[Position identification records]
────

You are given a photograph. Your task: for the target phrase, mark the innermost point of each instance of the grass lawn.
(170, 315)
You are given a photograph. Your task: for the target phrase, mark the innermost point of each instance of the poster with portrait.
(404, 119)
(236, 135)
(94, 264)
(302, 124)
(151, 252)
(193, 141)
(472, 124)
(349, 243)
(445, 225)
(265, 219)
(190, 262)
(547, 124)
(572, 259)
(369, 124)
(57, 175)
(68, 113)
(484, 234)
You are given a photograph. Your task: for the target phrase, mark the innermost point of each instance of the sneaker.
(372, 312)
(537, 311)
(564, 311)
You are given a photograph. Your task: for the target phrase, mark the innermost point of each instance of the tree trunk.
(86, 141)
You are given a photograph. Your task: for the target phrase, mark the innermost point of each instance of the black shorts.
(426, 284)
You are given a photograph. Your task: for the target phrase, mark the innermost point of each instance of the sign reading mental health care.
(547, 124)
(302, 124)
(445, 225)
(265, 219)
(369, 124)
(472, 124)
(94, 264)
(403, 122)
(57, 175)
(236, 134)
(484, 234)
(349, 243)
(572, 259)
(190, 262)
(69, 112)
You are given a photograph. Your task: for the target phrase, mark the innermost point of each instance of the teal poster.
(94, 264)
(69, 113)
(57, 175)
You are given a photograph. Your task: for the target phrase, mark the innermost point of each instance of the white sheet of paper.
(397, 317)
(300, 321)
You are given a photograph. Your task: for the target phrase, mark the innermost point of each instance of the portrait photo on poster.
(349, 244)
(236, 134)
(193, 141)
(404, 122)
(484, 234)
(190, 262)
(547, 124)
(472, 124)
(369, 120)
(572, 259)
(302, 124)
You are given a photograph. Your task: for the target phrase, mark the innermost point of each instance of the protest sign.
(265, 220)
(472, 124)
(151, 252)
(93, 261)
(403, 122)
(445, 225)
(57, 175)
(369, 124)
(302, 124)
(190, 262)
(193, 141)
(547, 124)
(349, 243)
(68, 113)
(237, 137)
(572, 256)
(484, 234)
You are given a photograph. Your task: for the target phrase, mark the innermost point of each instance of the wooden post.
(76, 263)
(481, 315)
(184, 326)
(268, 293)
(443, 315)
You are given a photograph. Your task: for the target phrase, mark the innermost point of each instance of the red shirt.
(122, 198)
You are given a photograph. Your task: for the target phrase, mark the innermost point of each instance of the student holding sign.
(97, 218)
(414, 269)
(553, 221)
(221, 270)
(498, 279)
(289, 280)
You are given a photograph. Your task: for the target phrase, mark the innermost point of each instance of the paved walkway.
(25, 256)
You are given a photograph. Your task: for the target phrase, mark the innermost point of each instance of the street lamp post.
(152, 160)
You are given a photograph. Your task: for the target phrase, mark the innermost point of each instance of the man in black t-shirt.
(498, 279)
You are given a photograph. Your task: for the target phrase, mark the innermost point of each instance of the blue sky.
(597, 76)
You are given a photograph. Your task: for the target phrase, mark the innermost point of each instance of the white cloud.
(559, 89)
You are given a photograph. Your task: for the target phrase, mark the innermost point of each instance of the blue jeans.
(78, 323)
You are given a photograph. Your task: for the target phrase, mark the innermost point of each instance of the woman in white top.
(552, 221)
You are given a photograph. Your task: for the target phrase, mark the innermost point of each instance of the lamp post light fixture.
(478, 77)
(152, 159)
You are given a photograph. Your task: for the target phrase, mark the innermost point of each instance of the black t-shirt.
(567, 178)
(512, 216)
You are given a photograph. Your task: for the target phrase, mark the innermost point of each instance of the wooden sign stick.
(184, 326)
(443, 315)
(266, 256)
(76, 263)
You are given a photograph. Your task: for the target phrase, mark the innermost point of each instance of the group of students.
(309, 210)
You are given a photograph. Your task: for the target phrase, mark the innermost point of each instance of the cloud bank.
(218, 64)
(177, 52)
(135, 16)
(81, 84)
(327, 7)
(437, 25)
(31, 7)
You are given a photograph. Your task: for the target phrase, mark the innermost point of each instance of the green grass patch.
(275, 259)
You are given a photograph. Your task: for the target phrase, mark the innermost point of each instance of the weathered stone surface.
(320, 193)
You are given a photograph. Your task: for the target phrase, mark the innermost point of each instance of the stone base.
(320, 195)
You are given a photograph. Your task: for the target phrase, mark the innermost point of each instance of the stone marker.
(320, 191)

────

Output each record precisely as given.

* Task solution *
You are given a photograph. Your task: for the target phrase, mark the innermost point of each instance of the grass lawn.
(170, 315)
You are given a photograph. Your task: for the target phrase, mark the innermost point of each instance of the poster with portrait.
(404, 119)
(236, 135)
(94, 264)
(302, 124)
(151, 252)
(193, 141)
(472, 124)
(349, 243)
(445, 225)
(265, 219)
(190, 262)
(547, 124)
(572, 259)
(369, 124)
(57, 175)
(68, 113)
(484, 234)
You are given a photograph. Your task: for the target phrase, mark the innermost point of each instance of the sneaker.
(372, 312)
(537, 311)
(564, 311)
You are given a photograph. Your task: for the target phrase, mark the innermost point of each instance of the tree trunk.
(86, 141)
You are given a photograph. Your task: for the target phrase, mark the innermost point of each instance of the black shorts.
(426, 284)
You are given a photograph. Your task: for the target phrase, mark the innermost point of each instance of the sign reading mental health care.
(547, 124)
(302, 124)
(445, 225)
(265, 219)
(369, 124)
(472, 124)
(94, 264)
(403, 122)
(57, 175)
(236, 134)
(484, 234)
(349, 243)
(572, 259)
(190, 262)
(69, 112)
You are given a photograph. Your task: for the target phrase, mark the innermost point of each instance of the teal poster.
(94, 264)
(69, 113)
(57, 175)
You are given a photograph. Your task: for the target phrase, mark the innermost point of each instance of the white sheet of paper.
(397, 317)
(300, 321)
You are given a photograph. Your task: for the target phrase, mark the innermost point of each instance of the portrait photo on poster.
(349, 244)
(236, 134)
(193, 141)
(404, 122)
(484, 234)
(190, 262)
(547, 124)
(472, 124)
(369, 120)
(572, 259)
(302, 124)
You are given a photograph. Your task: for the target phrase, mark the innermost point of each instance of the protest sign.
(265, 220)
(472, 124)
(151, 252)
(93, 261)
(403, 122)
(445, 225)
(57, 175)
(369, 124)
(302, 124)
(190, 262)
(193, 141)
(547, 124)
(349, 243)
(68, 113)
(237, 137)
(572, 256)
(484, 234)
You are given a photograph. Your task: for the target phrase, mark the innermost point of each instance of the wooden post.
(76, 263)
(481, 315)
(184, 326)
(268, 293)
(443, 315)
You are given a photograph. Your task: for the target phrase, mark the innermost point of each instance of the red shirt.
(122, 198)
You are given a photograph. Your task: for the target phrase, mark the innermost point of each instance of the student holding sign.
(97, 218)
(414, 269)
(553, 221)
(221, 270)
(498, 279)
(289, 280)
You are given a photograph. Your task: for the target phrase, mark the innermost point of each instance of the paved walkway.
(25, 256)
You are given a photograph. Your task: for the target phrase, mark the innermost point of each instance of the street lamp post.
(152, 160)
You are given a photograph. Your task: for the target phrase, mark the innermost point of each instance of the man in black t-shirt.
(498, 279)
You are given a photograph. Your task: for the target phrase, mark the innermost point of each instance of the blue sky.
(597, 76)
You are given a photograph. Your task: for the target phrase, mark the innermost point of each instance of the white cloud.
(559, 89)
You are given a photograph. Your task: for the target phrase, mark the innermost point of each instance of the blue jeans.
(78, 323)
You are given a photograph. Your task: for the target phrase, mark the innermost point of each instance of the woman in white top.
(552, 221)
You are given a photograph. Your task: for the target phrase, mark the innermost point of each instance of the lamp post light fixture.
(478, 77)
(152, 159)
You are given a photograph. Your task: for the target phrase, mark the innermost point of each instance of the black t-shirt.
(567, 178)
(512, 216)
You are given a photograph. Your task: for the target phrase, mark the innermost point of each instance of the wooden sign stick.
(184, 326)
(443, 315)
(266, 256)
(76, 263)
You are given a photograph. Your task: for the target phrase, mark the innermost point of each instance of the group of students.
(309, 210)
You are given a photograph. Your task: for the target phrase, mark the innermost point of each instance of the cloud bank.
(218, 64)
(177, 52)
(135, 16)
(81, 84)
(327, 7)
(437, 25)
(31, 7)
You are given a photograph. Your task: for the target phrase, mark the innermost point of each instance of the green grass patch.
(275, 259)
You are given a photograph. Your task: for the target phrase, mark the innermost point of each instance of the weathered stone surface.
(320, 193)
You are given a photograph. Your task: for the target phrase, mark the innermost point of each instance of the stone base.
(320, 195)
You are given a photograph. Your task: for the target phrase, mark the innermost point of each instance of the stone marker.
(320, 191)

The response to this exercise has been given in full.